begin
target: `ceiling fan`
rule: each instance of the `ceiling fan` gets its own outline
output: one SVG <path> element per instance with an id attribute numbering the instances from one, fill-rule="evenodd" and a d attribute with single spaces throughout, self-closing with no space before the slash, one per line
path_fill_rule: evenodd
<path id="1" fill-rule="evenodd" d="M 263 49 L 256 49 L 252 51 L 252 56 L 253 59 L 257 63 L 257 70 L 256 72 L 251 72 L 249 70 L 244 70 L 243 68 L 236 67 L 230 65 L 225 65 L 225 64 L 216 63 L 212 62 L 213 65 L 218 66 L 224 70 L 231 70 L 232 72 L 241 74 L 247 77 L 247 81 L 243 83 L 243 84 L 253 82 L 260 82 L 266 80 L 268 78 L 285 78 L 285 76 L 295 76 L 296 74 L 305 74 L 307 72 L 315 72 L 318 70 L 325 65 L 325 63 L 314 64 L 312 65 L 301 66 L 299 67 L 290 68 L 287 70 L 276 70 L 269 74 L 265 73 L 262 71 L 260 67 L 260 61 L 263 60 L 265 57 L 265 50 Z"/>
end
begin
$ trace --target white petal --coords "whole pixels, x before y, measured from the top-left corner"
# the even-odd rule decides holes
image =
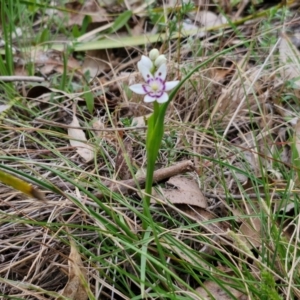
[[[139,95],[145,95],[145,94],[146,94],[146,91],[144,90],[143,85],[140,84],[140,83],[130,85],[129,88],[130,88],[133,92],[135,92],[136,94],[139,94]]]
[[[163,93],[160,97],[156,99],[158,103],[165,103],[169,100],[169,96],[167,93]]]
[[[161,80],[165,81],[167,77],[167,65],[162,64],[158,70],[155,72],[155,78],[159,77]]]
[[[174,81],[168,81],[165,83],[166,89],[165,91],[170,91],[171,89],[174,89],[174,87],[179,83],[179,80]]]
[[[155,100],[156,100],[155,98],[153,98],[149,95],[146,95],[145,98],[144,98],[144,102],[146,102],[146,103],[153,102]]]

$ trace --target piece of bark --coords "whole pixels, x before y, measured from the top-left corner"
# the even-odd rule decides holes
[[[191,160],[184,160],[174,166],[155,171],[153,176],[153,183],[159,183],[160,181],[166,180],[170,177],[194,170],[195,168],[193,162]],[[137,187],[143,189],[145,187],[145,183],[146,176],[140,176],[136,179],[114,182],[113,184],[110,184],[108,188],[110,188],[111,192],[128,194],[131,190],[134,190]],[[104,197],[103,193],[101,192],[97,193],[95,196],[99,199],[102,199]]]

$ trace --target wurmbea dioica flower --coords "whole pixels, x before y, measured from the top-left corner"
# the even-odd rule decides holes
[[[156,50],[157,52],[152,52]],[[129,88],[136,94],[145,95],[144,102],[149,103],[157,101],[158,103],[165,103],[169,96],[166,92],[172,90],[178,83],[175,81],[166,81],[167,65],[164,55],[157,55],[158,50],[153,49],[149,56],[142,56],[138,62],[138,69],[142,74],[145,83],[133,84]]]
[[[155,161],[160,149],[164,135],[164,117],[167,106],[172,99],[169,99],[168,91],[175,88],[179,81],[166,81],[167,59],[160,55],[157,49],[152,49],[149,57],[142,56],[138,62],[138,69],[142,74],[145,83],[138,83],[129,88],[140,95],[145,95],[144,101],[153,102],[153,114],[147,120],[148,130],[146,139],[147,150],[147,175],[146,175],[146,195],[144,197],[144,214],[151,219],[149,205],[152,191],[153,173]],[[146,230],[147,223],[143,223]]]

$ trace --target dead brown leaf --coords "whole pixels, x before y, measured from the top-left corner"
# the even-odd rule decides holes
end
Which lines in the entries above contain the string "left"? Copy out each one, counting a match only when the case is the same.

$ trace --target white petal --coords "whole pixels, x before y, measured from the top-left corner"
$ trace --target piece of bark --coords "whole pixels, x before y, measured from the top-left corner"
$ trace --target wurmbea dioica flower --coords "whole pixels, x before y, measured from the top-left corner"
$ trace --target dead brown leaf --coords "whole pixels, x before y, measured from the top-left corner"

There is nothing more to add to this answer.